--- Directions ---
Restate word for word the lines in the listing below, starting at the line containing "Rules: pick out each instance of the green" and ending at the line containing "Rules: pick out each instance of the yellow", both included; leave out the rest.

--- Data to process ---
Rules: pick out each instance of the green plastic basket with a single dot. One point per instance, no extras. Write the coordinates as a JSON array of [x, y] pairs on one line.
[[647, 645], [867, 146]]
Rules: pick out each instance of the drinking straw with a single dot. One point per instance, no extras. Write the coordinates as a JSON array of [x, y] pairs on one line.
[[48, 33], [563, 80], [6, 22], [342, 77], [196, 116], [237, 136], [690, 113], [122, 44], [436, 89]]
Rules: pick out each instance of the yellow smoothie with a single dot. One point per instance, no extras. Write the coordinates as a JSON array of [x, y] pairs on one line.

--

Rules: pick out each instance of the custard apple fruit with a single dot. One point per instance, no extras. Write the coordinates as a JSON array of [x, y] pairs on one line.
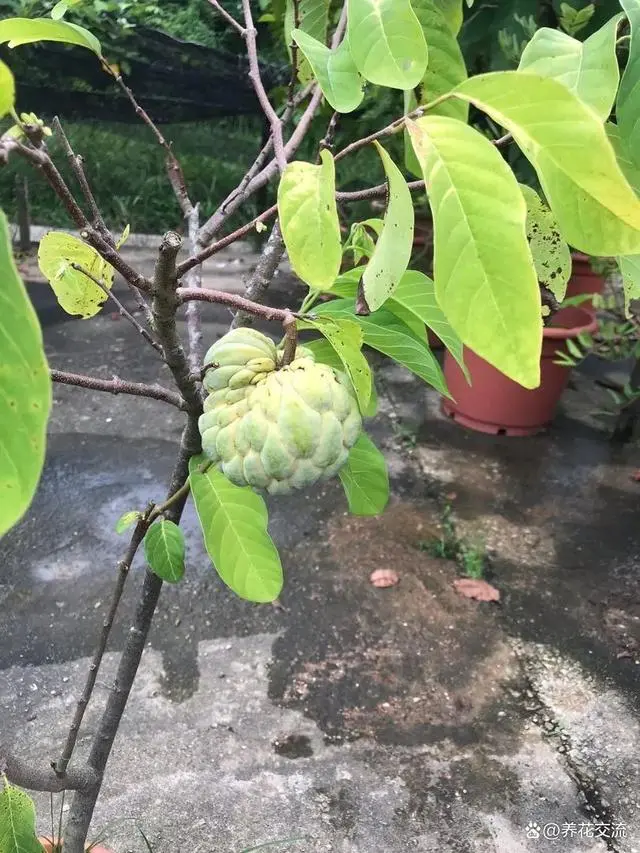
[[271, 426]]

--- Written response ---
Rules: pick out each instance of the green plastic basket with a single dot. One point per instance, no extras. Write the coordinates as a JSON array of [x, y] pairs on one line.
[[647, 645], [867, 146]]
Rules: pick out each instance of the drinking straw with a single dot. One point per instance, no extras. Write the coordinates as a JSON array of [x, y] pairs on one line.
[[48, 33], [563, 80], [6, 22], [342, 77], [196, 116], [237, 136], [690, 113], [122, 44], [436, 89]]
Rules: pick out each instance of the yellow smoothie with a single dot. One point per instance, no extras. Write the coordinates as a JSON array of [x, y] pairs on one line.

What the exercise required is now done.